** start Document excerpt **

Encoding integrity issues noted in [raw:5:encoding integrity] can be both introduced and exacerbated during pre-processing. Does the pre-processing step itself introduce security problems? Bias in raw data processing can impact ethical and moral implications. Normalization of Unicode to ASCII may introduce problems when encoding, for example, Spanish improperly, losing diacritics and accent marks.

The way data are “tagged and bagged” (or annotated into features) can be directly attacked, introducing attacker bias into a system. An ML system trained up on examples that are too specific will not be able to generalize well. Much of the human engineering time that goes into ML is spent cleaning, deleting, aggregating, organizing, and just all-out manipulating the data so that it can be consumed by an ML algorithm.

Normalization changes the nature of raw data, and may do so to such an extent that the normalized data become exceedingly biased. One example might be an ML system that appears to carry out a complex real-world task, but actually is doing something much easier with normalized data. Destroying the feature of interest in a dataset may make it impossible to learn a viable solution.

When building datasets for training, validation, and testing (all distinct types of data used in ML systems), care must be taken not to create bad data partitions. This may include analysis of and comparisons between subsets to ensure the ML system will behave as desired.

Input from multiple sensors can in some cases help make an ML system more robust. However, note that how the learning algorithm chooses to treat a sensor may be surprising. One of the major challenges in ML is understanding how a “deep learning” system carries out its task. Data sensitivity is a big risk and should be carefully monitored when it comes to sensors placed in the real world.

An attacker who knows how a raw data filtration scheme is set up may be able to leverage that knowledge into malicious input later in system deployment.

If an attacker can influence the partitioning of datasets used in training and evaluation, they can in some sense practice mind control on the ML system as a whole. It is important that datasets reflect the reality the ML system designers are shooting for. Boosting an error rate in a sub-category might be one interesting attack. Because some deep learning ML systems are “opaque,” setting up special trigger conditions as an attacker may be more easily accomplished through manipulation of datasets than through other means.8:barreno

Randomness plays an important role in stochastic systems. An ML system that is depending on Monte Carlo randomness to work properly may be derailed by not-really-random “randomness.” Use of cryptographic randomness sources is encouraged. “Random” generation of dataset partitions may be at risk if the source of randomness is easy to control by an attacker interested in data poisoning.

** end Document excerpt **
** start Raw data **

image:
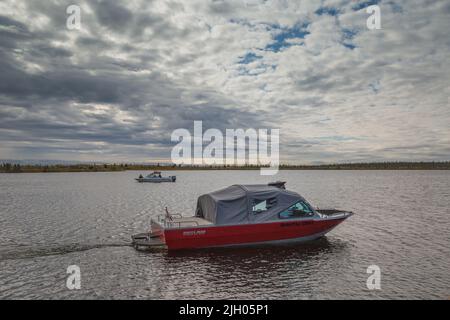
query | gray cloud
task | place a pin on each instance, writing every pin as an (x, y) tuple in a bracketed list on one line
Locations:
[(138, 70)]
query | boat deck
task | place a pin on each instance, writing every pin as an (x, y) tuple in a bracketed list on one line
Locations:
[(186, 222)]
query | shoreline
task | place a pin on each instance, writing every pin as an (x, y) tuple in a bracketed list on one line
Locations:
[(78, 168)]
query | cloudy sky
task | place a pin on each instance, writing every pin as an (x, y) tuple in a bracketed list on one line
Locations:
[(136, 70)]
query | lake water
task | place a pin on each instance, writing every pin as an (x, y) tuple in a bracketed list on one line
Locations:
[(52, 220)]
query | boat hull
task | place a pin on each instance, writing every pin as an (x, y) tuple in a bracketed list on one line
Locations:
[(155, 180), (248, 234)]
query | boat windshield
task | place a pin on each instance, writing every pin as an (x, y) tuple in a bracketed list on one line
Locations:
[(298, 210)]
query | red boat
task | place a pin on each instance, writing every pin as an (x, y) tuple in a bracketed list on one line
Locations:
[(243, 215)]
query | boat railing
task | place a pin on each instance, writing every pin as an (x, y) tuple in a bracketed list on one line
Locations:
[(172, 222)]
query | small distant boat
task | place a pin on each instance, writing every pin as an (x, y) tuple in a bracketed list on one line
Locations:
[(242, 215), (156, 177)]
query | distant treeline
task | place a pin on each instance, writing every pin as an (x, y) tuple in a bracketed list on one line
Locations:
[(17, 168)]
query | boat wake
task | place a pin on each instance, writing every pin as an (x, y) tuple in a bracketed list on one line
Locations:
[(27, 251)]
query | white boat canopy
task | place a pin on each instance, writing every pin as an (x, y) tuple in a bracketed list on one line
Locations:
[(240, 204)]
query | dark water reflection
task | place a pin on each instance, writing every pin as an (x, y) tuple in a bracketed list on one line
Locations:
[(51, 221)]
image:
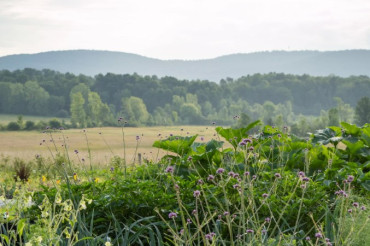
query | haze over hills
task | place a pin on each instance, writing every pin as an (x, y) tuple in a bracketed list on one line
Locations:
[(91, 62)]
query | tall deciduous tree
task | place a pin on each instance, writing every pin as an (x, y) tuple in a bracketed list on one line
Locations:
[(363, 111)]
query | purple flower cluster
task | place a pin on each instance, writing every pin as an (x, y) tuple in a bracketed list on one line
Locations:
[(210, 236), (170, 169), (172, 215), (196, 193)]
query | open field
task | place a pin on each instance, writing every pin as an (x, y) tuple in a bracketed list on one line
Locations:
[(27, 144), (6, 118)]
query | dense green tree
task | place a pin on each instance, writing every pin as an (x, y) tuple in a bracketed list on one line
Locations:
[(363, 111)]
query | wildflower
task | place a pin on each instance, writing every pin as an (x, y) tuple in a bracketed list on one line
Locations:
[(210, 177), (210, 236), (172, 215), (82, 205), (6, 215), (220, 170), (44, 214), (196, 193), (169, 169), (350, 178), (39, 239), (301, 174)]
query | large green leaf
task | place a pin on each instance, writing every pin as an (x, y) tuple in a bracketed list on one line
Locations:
[(176, 144), (351, 129), (326, 136), (234, 136)]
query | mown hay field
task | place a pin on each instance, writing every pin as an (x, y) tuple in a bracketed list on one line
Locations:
[(104, 143)]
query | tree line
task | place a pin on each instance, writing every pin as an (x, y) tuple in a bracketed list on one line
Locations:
[(275, 98)]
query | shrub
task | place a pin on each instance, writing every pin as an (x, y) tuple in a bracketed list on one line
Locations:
[(30, 125), (22, 170), (55, 123), (13, 126)]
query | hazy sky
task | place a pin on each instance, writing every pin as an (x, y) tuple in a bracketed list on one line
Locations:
[(186, 29)]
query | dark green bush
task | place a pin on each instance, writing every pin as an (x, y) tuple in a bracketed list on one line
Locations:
[(13, 126), (30, 125)]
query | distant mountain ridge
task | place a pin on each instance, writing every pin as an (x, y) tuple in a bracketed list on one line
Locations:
[(91, 62)]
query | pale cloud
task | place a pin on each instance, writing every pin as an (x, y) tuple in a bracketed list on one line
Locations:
[(188, 29)]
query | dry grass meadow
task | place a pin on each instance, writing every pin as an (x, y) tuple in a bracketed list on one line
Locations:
[(104, 142)]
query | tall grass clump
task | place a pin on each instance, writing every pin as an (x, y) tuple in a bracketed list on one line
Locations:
[(245, 187)]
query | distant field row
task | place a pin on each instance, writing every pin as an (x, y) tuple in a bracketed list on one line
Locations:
[(6, 118), (28, 144)]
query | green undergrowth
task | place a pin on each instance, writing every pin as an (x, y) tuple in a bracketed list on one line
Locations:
[(268, 188)]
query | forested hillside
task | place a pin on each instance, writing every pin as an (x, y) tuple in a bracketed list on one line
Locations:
[(150, 100)]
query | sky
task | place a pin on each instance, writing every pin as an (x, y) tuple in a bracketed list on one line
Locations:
[(183, 29)]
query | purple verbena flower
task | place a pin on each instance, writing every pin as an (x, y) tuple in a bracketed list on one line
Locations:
[(172, 215), (350, 178), (210, 177), (169, 169), (220, 170), (196, 193)]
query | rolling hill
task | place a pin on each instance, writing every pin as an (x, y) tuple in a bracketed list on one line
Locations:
[(91, 62)]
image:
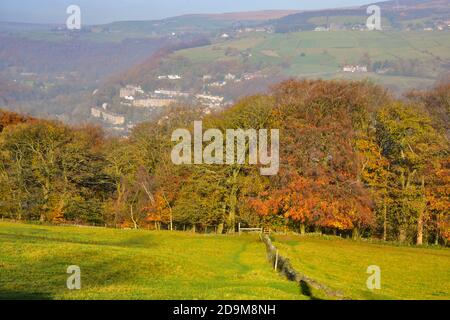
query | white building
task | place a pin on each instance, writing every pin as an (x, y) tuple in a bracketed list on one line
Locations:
[(153, 103), (354, 68)]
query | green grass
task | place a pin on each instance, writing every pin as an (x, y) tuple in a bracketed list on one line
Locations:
[(128, 264), (321, 54), (406, 272)]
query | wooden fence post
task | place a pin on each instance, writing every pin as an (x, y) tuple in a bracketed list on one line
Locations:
[(276, 261)]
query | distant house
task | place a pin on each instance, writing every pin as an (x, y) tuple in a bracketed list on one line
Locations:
[(107, 117), (130, 91), (171, 93), (322, 29), (354, 68), (170, 77), (230, 77), (153, 103)]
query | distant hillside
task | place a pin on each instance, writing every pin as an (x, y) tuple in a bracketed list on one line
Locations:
[(201, 23), (401, 14)]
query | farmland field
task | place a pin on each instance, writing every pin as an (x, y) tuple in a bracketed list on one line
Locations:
[(406, 272), (321, 54), (128, 264)]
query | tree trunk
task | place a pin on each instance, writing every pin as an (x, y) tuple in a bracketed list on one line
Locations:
[(302, 228), (355, 233), (384, 221), (420, 228), (420, 217), (402, 234)]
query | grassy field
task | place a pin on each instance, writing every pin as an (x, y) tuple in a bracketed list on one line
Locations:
[(406, 272), (321, 54), (128, 264)]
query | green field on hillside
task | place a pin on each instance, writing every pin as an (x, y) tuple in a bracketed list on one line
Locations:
[(322, 54), (129, 264), (406, 272)]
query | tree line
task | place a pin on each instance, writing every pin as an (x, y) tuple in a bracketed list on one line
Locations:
[(354, 161)]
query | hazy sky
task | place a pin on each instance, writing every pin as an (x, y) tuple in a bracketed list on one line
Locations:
[(103, 11)]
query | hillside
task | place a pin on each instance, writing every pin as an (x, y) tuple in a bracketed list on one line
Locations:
[(121, 264), (396, 15), (126, 264)]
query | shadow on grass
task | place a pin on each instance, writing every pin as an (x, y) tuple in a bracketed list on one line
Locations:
[(22, 295), (305, 289)]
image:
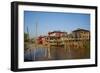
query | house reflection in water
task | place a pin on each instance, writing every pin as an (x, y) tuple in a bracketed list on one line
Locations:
[(58, 45)]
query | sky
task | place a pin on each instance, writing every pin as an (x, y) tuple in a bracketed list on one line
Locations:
[(54, 21)]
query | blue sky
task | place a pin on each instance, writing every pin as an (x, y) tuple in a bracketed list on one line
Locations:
[(54, 21)]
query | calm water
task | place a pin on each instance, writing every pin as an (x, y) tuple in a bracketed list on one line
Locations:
[(34, 54)]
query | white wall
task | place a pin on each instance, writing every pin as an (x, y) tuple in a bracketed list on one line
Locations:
[(5, 35)]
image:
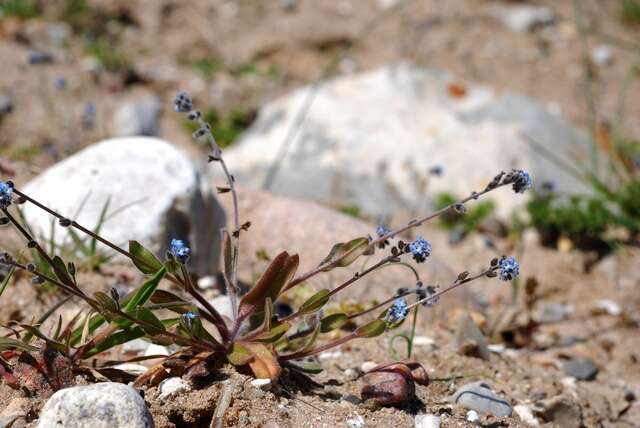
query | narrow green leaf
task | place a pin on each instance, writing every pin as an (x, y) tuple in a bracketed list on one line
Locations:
[(144, 259), (5, 282), (305, 367), (372, 329), (105, 301), (315, 302), (153, 326), (332, 322), (278, 274), (239, 355), (274, 334), (9, 343), (145, 292), (338, 254)]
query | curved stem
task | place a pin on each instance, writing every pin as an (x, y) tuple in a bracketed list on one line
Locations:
[(392, 234)]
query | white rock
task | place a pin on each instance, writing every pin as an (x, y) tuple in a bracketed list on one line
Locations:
[(524, 18), (368, 365), (473, 417), (132, 368), (263, 384), (172, 386), (355, 421), (602, 55), (609, 306), (103, 405), (370, 139), (138, 117), (154, 349), (427, 421), (525, 413), (154, 190)]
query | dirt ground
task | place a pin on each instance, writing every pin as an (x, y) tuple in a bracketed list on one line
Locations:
[(250, 51)]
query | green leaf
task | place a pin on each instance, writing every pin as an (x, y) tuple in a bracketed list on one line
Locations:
[(332, 322), (345, 253), (115, 339), (305, 367), (315, 302), (106, 302), (145, 292), (144, 259), (278, 274), (5, 281), (274, 334), (239, 355), (60, 347), (152, 325), (9, 343), (372, 329)]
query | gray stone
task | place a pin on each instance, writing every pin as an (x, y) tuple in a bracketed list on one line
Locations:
[(172, 386), (479, 397), (138, 117), (553, 312), (581, 369), (154, 192), (524, 18), (103, 405), (370, 139)]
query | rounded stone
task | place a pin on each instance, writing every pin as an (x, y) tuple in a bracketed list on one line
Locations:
[(103, 405)]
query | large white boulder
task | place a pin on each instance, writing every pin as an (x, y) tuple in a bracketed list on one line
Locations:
[(154, 192), (103, 405), (369, 140)]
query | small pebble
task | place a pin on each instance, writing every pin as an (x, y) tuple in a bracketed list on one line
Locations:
[(473, 417), (368, 365), (351, 374), (263, 384), (172, 386), (581, 369), (427, 421)]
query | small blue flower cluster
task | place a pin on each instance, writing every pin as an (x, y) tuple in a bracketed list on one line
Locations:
[(522, 181), (182, 103), (382, 230), (398, 311), (6, 193), (509, 268), (421, 249), (179, 251)]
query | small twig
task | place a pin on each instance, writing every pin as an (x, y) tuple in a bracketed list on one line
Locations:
[(223, 403)]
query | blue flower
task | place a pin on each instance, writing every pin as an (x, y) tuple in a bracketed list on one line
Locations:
[(6, 193), (522, 181), (420, 248), (188, 318), (398, 311), (182, 103), (381, 231), (179, 251), (428, 291), (509, 268)]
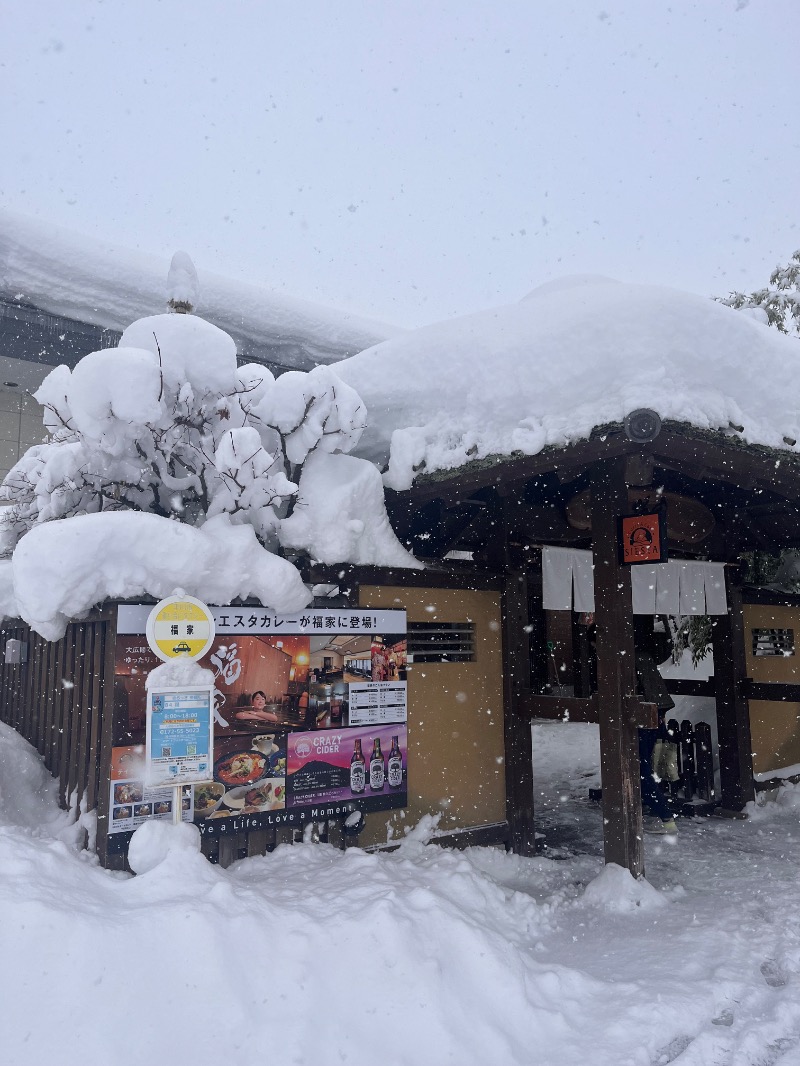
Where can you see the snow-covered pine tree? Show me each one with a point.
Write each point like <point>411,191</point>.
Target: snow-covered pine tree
<point>168,423</point>
<point>780,303</point>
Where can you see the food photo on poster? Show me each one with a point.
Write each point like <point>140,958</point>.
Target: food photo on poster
<point>282,697</point>
<point>131,802</point>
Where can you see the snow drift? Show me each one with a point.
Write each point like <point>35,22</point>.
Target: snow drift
<point>573,355</point>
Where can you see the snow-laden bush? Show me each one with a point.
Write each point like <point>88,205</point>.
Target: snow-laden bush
<point>166,429</point>
<point>166,423</point>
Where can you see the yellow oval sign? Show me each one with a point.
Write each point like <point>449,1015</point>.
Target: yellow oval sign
<point>180,626</point>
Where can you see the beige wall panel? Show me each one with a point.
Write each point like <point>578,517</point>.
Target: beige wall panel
<point>456,735</point>
<point>774,729</point>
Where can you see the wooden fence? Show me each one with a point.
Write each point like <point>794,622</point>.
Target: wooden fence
<point>61,698</point>
<point>56,698</point>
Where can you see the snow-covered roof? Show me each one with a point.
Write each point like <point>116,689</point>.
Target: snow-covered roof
<point>573,355</point>
<point>99,284</point>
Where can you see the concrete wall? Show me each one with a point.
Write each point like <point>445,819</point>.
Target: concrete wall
<point>20,426</point>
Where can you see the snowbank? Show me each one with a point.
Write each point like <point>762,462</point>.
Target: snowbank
<point>61,569</point>
<point>68,274</point>
<point>568,358</point>
<point>420,956</point>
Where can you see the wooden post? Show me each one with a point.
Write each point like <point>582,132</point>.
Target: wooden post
<point>516,724</point>
<point>622,809</point>
<point>733,710</point>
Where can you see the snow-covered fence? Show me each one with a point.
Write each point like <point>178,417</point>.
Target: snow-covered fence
<point>51,692</point>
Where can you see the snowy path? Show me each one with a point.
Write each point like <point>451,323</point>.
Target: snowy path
<point>422,956</point>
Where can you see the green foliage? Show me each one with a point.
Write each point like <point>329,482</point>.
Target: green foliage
<point>780,302</point>
<point>692,632</point>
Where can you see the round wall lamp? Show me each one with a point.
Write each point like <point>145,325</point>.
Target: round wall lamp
<point>642,425</point>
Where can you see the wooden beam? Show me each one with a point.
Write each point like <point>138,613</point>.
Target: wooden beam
<point>733,710</point>
<point>622,809</point>
<point>516,724</point>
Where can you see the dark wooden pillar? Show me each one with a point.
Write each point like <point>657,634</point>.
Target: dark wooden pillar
<point>622,811</point>
<point>516,723</point>
<point>733,710</point>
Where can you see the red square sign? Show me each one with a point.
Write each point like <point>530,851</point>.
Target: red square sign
<point>643,538</point>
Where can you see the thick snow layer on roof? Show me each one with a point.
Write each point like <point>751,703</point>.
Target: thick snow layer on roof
<point>571,356</point>
<point>72,275</point>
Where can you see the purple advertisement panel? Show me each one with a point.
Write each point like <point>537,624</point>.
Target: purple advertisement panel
<point>331,765</point>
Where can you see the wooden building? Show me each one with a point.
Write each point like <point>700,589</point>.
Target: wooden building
<point>484,520</point>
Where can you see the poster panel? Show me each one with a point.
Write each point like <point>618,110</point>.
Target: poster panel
<point>354,763</point>
<point>131,801</point>
<point>284,689</point>
<point>179,741</point>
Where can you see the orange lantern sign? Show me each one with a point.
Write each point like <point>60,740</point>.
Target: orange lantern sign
<point>643,538</point>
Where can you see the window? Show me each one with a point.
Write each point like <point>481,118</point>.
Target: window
<point>441,642</point>
<point>773,642</point>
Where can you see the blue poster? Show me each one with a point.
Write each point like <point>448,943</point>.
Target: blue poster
<point>179,737</point>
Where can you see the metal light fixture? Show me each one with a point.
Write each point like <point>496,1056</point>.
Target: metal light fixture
<point>642,425</point>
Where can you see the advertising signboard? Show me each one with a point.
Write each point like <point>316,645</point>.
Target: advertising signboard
<point>309,715</point>
<point>178,738</point>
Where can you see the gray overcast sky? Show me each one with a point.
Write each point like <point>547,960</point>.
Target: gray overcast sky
<point>413,160</point>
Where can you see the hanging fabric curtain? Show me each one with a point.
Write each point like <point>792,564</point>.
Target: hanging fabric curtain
<point>677,587</point>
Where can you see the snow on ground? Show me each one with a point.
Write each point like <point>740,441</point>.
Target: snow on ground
<point>421,956</point>
<point>619,346</point>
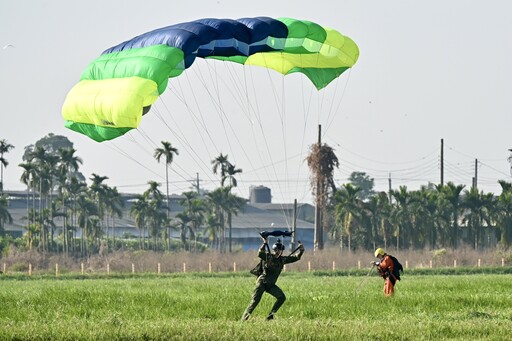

** end Raw data **

* [Exercise task 1]:
Say whether each statement agrees with the excerpt on machine learning data risks, answering yes or no and quoting the deciding words of the excerpt: (a) the excerpt encourages cryptographic randomness sources; (b) the excerpt says an ML system trained on overly specific examples will generalize well; (c) the excerpt says input from multiple sensors always makes an ML system more robust.
* [Exercise task 2]:
Retype the records between the line holding "query | white wall" and the line holding "343), (372, 329)]", inclusive, leaving out the pictures.
The records are unrelated to the excerpt on machine learning data risks.

* [Full response 1]:
(a) Yes: "Use of cryptographic randomness sources is encouraged."
(b) No: "An ML system trained up on examples that are too specific will not be able to generalize well."
(c) No: "Input from multiple sensors can in some cases help make an ML system more robust."

* [Full response 2]:
query | white wall
task | place a pin on each instance, writing every pin as an (x, y) tuple in a bracketed list on one line
Locations:
[(5, 35)]
image:
query | narrow green leaf
task | place a pin on each instance, writing every pin as an (x, y) tuple in a bracketed list on one line
Locations:
[(144, 259), (5, 282), (305, 367), (372, 329), (105, 301), (315, 302), (153, 326), (332, 322), (278, 274), (239, 355), (274, 334), (9, 343), (145, 292), (338, 254)]
query | curved stem
task | place a pin on each instance, writing every pin as an (x, y) tuple in a bracketed list on one line
Locations:
[(392, 234)]
query | white rock
task | place a pin on each instance, writing every pin as an (x, y) tuple in a bracketed list on one line
Locations:
[(524, 18), (368, 365), (473, 417), (132, 368), (263, 384), (172, 386), (355, 421), (602, 55), (609, 306), (103, 405), (370, 139), (138, 117), (154, 349), (427, 421), (525, 413), (154, 190)]
query | dirt ground
task | place a pin on each instance, writing every pin as an (x, y) tuple in a bracketed list on one line
Locations:
[(250, 51)]
query | green leaf
task | place a pin on each instance, writing every pin as an (x, y) tuple in a bracketed list on one line
Locations:
[(332, 322), (345, 253), (115, 339), (305, 367), (315, 302), (106, 302), (145, 292), (144, 259), (278, 274), (5, 281), (274, 334), (239, 355), (60, 347), (152, 325), (9, 343), (372, 329)]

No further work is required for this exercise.